YOUR OBJECTIVE | Reproduce every record below without any changes, but leave the pictures out of your copy.

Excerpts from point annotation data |
►
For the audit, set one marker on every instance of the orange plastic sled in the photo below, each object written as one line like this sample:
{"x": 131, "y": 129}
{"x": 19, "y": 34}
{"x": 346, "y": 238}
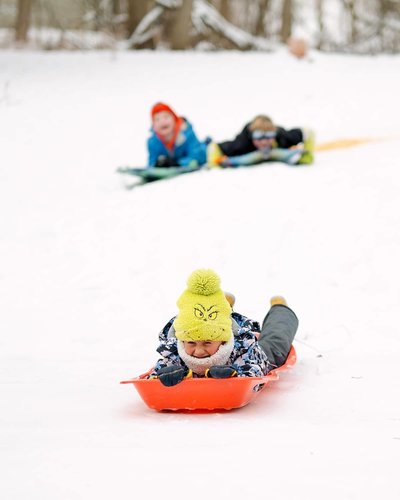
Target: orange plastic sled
{"x": 205, "y": 393}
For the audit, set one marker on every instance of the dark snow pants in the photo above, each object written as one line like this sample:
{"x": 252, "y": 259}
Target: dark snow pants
{"x": 277, "y": 333}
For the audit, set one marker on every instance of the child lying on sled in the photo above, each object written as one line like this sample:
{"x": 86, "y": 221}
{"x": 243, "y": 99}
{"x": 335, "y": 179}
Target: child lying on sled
{"x": 208, "y": 339}
{"x": 173, "y": 141}
{"x": 261, "y": 140}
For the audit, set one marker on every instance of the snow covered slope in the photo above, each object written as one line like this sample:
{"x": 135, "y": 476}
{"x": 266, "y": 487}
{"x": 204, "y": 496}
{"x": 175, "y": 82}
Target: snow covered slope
{"x": 89, "y": 273}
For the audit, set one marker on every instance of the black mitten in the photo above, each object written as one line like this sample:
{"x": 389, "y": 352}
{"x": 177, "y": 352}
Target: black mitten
{"x": 172, "y": 375}
{"x": 165, "y": 162}
{"x": 223, "y": 371}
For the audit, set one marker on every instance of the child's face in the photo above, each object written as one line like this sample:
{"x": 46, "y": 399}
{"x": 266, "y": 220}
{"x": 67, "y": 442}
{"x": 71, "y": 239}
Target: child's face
{"x": 163, "y": 123}
{"x": 263, "y": 139}
{"x": 202, "y": 349}
{"x": 263, "y": 143}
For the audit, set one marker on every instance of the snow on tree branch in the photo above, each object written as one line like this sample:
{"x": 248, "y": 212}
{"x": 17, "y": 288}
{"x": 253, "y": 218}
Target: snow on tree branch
{"x": 170, "y": 4}
{"x": 147, "y": 27}
{"x": 204, "y": 16}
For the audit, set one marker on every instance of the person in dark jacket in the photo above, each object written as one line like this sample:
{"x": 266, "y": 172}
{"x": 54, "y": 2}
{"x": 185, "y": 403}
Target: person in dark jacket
{"x": 261, "y": 140}
{"x": 208, "y": 339}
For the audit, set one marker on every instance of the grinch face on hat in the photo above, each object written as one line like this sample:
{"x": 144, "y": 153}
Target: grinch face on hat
{"x": 204, "y": 313}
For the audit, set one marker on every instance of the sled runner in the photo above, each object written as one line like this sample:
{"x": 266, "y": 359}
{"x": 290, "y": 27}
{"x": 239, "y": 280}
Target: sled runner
{"x": 156, "y": 173}
{"x": 205, "y": 393}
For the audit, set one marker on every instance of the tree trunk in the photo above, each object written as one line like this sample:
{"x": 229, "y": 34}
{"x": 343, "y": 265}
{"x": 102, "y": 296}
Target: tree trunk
{"x": 287, "y": 17}
{"x": 23, "y": 20}
{"x": 260, "y": 26}
{"x": 179, "y": 30}
{"x": 137, "y": 9}
{"x": 225, "y": 10}
{"x": 353, "y": 27}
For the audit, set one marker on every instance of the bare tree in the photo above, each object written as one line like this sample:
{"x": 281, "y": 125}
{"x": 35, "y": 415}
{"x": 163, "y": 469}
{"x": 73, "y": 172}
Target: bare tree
{"x": 287, "y": 19}
{"x": 137, "y": 9}
{"x": 179, "y": 28}
{"x": 23, "y": 20}
{"x": 263, "y": 7}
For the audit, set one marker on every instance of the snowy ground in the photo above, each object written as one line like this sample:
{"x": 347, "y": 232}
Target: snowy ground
{"x": 89, "y": 272}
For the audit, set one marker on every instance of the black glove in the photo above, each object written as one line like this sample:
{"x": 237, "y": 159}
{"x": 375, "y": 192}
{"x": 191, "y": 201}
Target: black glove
{"x": 223, "y": 371}
{"x": 172, "y": 375}
{"x": 165, "y": 162}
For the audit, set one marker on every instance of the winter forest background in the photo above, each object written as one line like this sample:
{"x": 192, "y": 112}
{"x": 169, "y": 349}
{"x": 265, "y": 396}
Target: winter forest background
{"x": 355, "y": 26}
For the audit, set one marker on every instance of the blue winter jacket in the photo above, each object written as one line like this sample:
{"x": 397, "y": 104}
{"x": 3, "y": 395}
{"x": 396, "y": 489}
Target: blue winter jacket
{"x": 247, "y": 357}
{"x": 187, "y": 147}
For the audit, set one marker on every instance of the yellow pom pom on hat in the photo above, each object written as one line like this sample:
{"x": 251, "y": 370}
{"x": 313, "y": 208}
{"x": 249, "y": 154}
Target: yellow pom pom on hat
{"x": 204, "y": 313}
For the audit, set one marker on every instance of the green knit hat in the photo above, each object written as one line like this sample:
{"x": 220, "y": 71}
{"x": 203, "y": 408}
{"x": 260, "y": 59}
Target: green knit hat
{"x": 204, "y": 312}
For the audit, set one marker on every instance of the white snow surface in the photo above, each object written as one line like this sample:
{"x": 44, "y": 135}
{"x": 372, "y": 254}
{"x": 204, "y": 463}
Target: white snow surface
{"x": 90, "y": 272}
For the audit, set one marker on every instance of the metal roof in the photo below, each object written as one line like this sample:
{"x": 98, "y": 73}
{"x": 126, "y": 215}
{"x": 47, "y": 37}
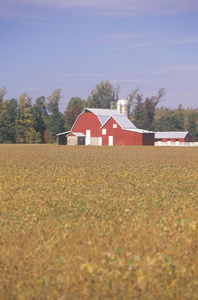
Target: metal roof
{"x": 171, "y": 134}
{"x": 65, "y": 132}
{"x": 78, "y": 134}
{"x": 104, "y": 112}
{"x": 140, "y": 130}
{"x": 124, "y": 122}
◄
FINISHED EXERCISE |
For the audit, set one marker on every instance of the orange plastic sled in the photo below, each object written as one line like this sample:
{"x": 131, "y": 129}
{"x": 19, "y": 34}
{"x": 346, "y": 238}
Target: orange plastic sled
{"x": 205, "y": 393}
For the audit, set one marker on every instance of the dark snow pants in the photo above, each object written as one line like this sample:
{"x": 252, "y": 259}
Target: dark snow pants
{"x": 277, "y": 333}
For the audit, set one marker on every instance of the child lying on sled in the photo above, each object written as one line like this sample:
{"x": 86, "y": 221}
{"x": 243, "y": 99}
{"x": 335, "y": 179}
Target: child lying on sled
{"x": 208, "y": 339}
{"x": 173, "y": 141}
{"x": 261, "y": 140}
For the audit, set one marker on every instance of the snow covered slope in the photo above, each object written as one line like this sample:
{"x": 135, "y": 476}
{"x": 266, "y": 487}
{"x": 204, "y": 496}
{"x": 175, "y": 82}
Target: snow covered slope
{"x": 89, "y": 273}
For the audit, set one marker on every instance of the black mitten in the photo above, each object written as one line like this sample:
{"x": 389, "y": 352}
{"x": 177, "y": 352}
Target: black mitten
{"x": 172, "y": 375}
{"x": 165, "y": 162}
{"x": 223, "y": 371}
For the audit, set one marker on every instance of the child's face in the photo above, each object written as one line like this sample:
{"x": 46, "y": 399}
{"x": 266, "y": 220}
{"x": 67, "y": 442}
{"x": 71, "y": 239}
Target: child's face
{"x": 163, "y": 123}
{"x": 263, "y": 139}
{"x": 202, "y": 349}
{"x": 263, "y": 143}
For the audit, set one marker on every instance of the snow on tree branch in the photo above, each object written as one line like this sample:
{"x": 248, "y": 212}
{"x": 17, "y": 288}
{"x": 253, "y": 218}
Target: snow on tree branch
{"x": 170, "y": 4}
{"x": 147, "y": 27}
{"x": 204, "y": 16}
For the audit, set one marker on every instance of the person in dark jacket in the photo above, each object written as one line like this sample:
{"x": 266, "y": 172}
{"x": 54, "y": 2}
{"x": 185, "y": 403}
Target: person in dark jacket
{"x": 261, "y": 140}
{"x": 208, "y": 339}
For the audit, set one marker on every instance of the grinch face on hat in the photo above, each object written as one line like this sample:
{"x": 144, "y": 153}
Target: grinch face on hat
{"x": 204, "y": 313}
For the audit, set one marker on every instance of the sled runner in the photo above, each object written as one line like this sample:
{"x": 266, "y": 359}
{"x": 290, "y": 27}
{"x": 239, "y": 280}
Target: sled runner
{"x": 156, "y": 173}
{"x": 205, "y": 393}
For the audit, set one marker on every instance of the tree trunk in the photo above, each object written as one line like this sample:
{"x": 229, "y": 34}
{"x": 343, "y": 265}
{"x": 102, "y": 296}
Target: tree trunk
{"x": 287, "y": 17}
{"x": 23, "y": 20}
{"x": 260, "y": 26}
{"x": 179, "y": 30}
{"x": 137, "y": 9}
{"x": 225, "y": 10}
{"x": 353, "y": 27}
For the audit, set one marker on every instance of the bare tree in the photo above, each object written as one line like this sample:
{"x": 281, "y": 125}
{"x": 35, "y": 415}
{"x": 163, "y": 469}
{"x": 73, "y": 172}
Target: bare tree
{"x": 287, "y": 19}
{"x": 137, "y": 9}
{"x": 179, "y": 28}
{"x": 23, "y": 20}
{"x": 263, "y": 7}
For the audit, set one marker on every instance of the snowy ground in the photo above, each object written as one line like this sample:
{"x": 347, "y": 232}
Target: snowy ground
{"x": 89, "y": 272}
For the audit, set one marker on every instance of the black glove in the photo above, each object written as one line like this sample:
{"x": 237, "y": 159}
{"x": 375, "y": 192}
{"x": 191, "y": 201}
Target: black glove
{"x": 223, "y": 371}
{"x": 172, "y": 375}
{"x": 165, "y": 162}
For the audit, set one marker on every instance of the winter forest background in the photo above, each object written as one line like this sample:
{"x": 192, "y": 112}
{"x": 169, "y": 349}
{"x": 265, "y": 396}
Target: winter forest background
{"x": 355, "y": 26}
For the audit, set one marker on every instance of the blue winter jacket in the photo above, each object written as one line like this sample:
{"x": 397, "y": 104}
{"x": 3, "y": 395}
{"x": 396, "y": 489}
Target: blue winter jacket
{"x": 247, "y": 357}
{"x": 187, "y": 147}
For the audit, set one marker on every instance of the yellow pom pom on hat in the photo above, each object written as one line like this sample:
{"x": 251, "y": 370}
{"x": 313, "y": 208}
{"x": 249, "y": 154}
Target: yellow pom pom on hat
{"x": 204, "y": 313}
For the audit, set one marker on every instance of the green knit hat in the photo above, each object written as one line like this sample:
{"x": 220, "y": 71}
{"x": 203, "y": 408}
{"x": 260, "y": 59}
Target: green knit hat
{"x": 204, "y": 312}
For the audit, set one marker on every instance of the white snow surface in the photo above, each object written as one line like this sample:
{"x": 44, "y": 135}
{"x": 372, "y": 254}
{"x": 204, "y": 463}
Target: white snow surface
{"x": 90, "y": 272}
For the audit, set one marker on every instance of the metal roof in the photo below, each object written as one line like this sample:
{"x": 98, "y": 73}
{"x": 126, "y": 215}
{"x": 47, "y": 37}
Target: metal roof
{"x": 171, "y": 134}
{"x": 65, "y": 132}
{"x": 78, "y": 134}
{"x": 104, "y": 112}
{"x": 140, "y": 130}
{"x": 124, "y": 122}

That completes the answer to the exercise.